CONSIGNE ÉCRITE 1 => Reproduisez fidèlement le passage de l'extrait choisi qui commence aux mots « On constate d'abord » et s'arrête après les mots « la raison 1). ».

─── EXTRAIT CHOISI

10. Les 44 bassins versants RNB

Le réseau national de bassins (RNB) présente 44 bassins versants qui intéressent la région Bretagne. Ces bassins versants ont été identifiés cartographiquement et caractérisés sur le plan de leur charge polluante. Les résultats de ces traitements sont présentés dans la carte 21 et le tableau 9 (les bassins versants RNB).

Carte 21 : les bassins versants du RNB avec visualisation des bilans d'azote.
(Version carte 21 plus détaillée : légende, 31K)

Ces bassins versants ont fait l'objet d'un suivi de la concentration en nitrate à leur exutoire. Ce suivi a été réalisé depuis 1987. Une moyenne de ces teneurs en nitrate et une moyenne pondérée par les flux a été calculée par J. Abrassart (CEMAGREF Rennes). La moyenne pondérée par les flux est supérieure la plupart du temps à la moyenne simple. Ceci provient du fait que les concentrations en nitrate sont habituellement plus élevées en période de hautes eaux.

On constate d'abord qu'un certain nombre de bassins ont une moyenne pondérée supérieure à la concentration estimée par la méthode des bilans sur la base des statistiques agricoles. C'est le cas de 19 bassins versants :

  1. Pour six d'entre eux, une partie importante du bassin versant est hors Bretagne et nous ne disposons pas dans cette étude des bilans communaux hors Bretagne. Cette différence est alors simplement explicable. C'est le cas des bassins versants de l'Isac (13), du Don (16), du Semnon (18), de la Chère (20), de la Vilaine Amont (38) et de la Chère Amont (43). Ces six bassins versants sont présentés dans le tableau 10 (les bassins RNB éliminés du traitement pour la raison 1).

──────
─── ENREGISTREMENTS AFFICHÉS

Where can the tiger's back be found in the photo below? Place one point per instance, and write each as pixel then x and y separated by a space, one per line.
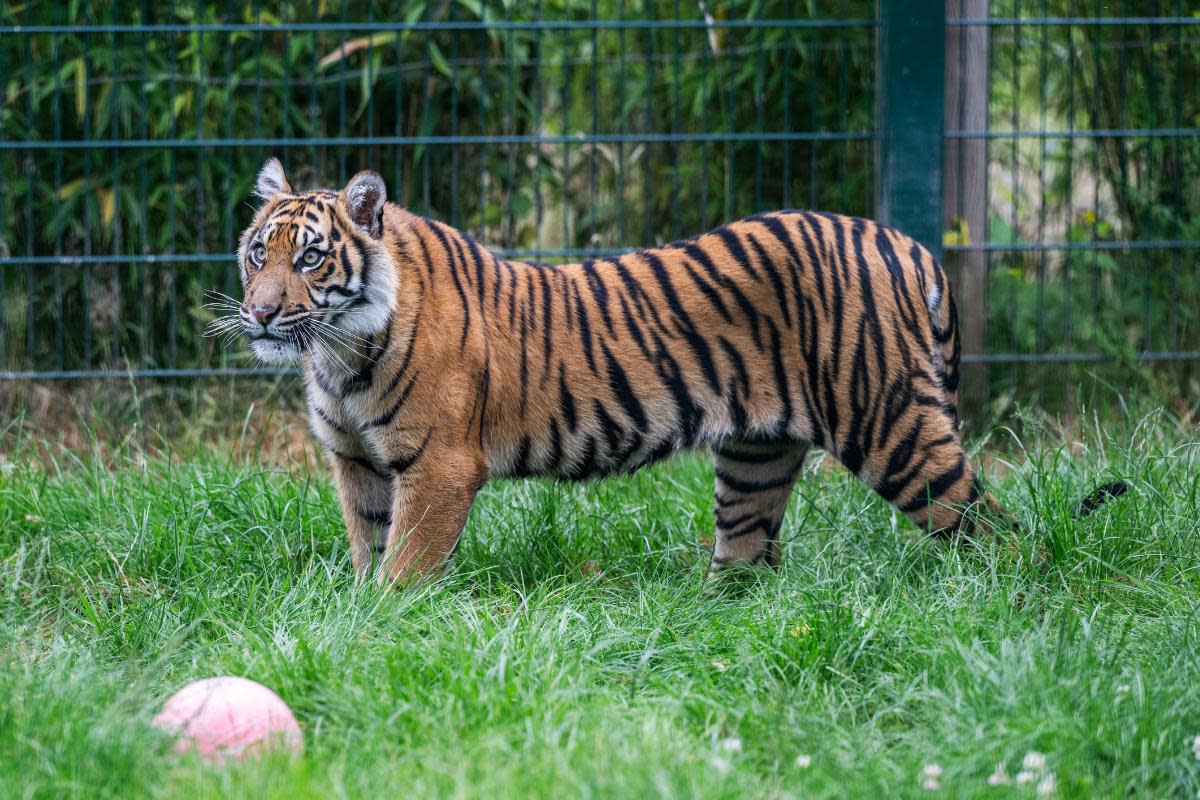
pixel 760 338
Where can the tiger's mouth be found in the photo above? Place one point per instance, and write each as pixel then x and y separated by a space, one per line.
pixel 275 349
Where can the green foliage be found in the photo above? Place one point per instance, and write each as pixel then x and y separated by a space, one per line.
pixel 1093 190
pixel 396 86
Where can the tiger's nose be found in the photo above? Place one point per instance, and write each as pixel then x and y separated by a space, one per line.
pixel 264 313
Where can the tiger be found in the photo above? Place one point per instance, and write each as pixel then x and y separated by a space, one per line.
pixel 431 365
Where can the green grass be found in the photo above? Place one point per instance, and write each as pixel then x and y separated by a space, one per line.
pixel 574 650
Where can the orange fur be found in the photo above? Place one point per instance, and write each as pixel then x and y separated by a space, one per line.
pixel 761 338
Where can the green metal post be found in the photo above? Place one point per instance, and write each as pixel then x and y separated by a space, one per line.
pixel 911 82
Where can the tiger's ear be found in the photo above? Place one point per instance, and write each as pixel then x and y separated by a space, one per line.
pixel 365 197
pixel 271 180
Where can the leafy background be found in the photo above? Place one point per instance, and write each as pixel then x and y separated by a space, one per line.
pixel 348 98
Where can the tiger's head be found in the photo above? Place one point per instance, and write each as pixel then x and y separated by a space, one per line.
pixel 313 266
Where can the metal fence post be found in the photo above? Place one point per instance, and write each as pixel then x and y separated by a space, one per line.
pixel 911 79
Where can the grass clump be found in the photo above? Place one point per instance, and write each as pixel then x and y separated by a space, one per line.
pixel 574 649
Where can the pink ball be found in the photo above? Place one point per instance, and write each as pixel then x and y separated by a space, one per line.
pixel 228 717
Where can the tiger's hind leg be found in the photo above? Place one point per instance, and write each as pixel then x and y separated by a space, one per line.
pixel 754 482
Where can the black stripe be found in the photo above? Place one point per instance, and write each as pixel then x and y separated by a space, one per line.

──────

CONSIGNE ÉCRITE 2 => Transcrivez telles quelles, s'il vous plaît, les lignes des enregistrements depuis leur tout début jusqu'à la ligne contenant « pixel 760 338 », celle-ci comprise. N'incluez pas les images dans votre réponse.

RÉPONSE ATTENDUE 1 =>
On constate d'abord qu'un certain nombre de bassins ont une moyenne pondérée supérieure à la concentration estimée par la méthode des bilans sur la base des statistiques agricoles. C'est le cas de 19 bassins versants :

  1. Pour six d'entre eux, une partie importante du bassin versant est hors Bretagne et nous ne disposons pas dans cette étude des bilans communaux hors Bretagne. Cette différence est alors simplement explicable. C'est le cas des bassins versants de l'Isac (13), du Don (16), du Semnon (18), de la Chère (20), de la Vilaine Amont (38) et de la Chère Amont (43). Ces six bassins versants sont présentés dans le tableau 10 (les bassins RNB éliminés du traitement pour la raison 1).

RÉPONSE ATTENDUE 2 =>
Where can the tiger's back be found in the photo below? Place one point per instance, and write each as pixel then x and y separated by a space, one per line.
pixel 760 338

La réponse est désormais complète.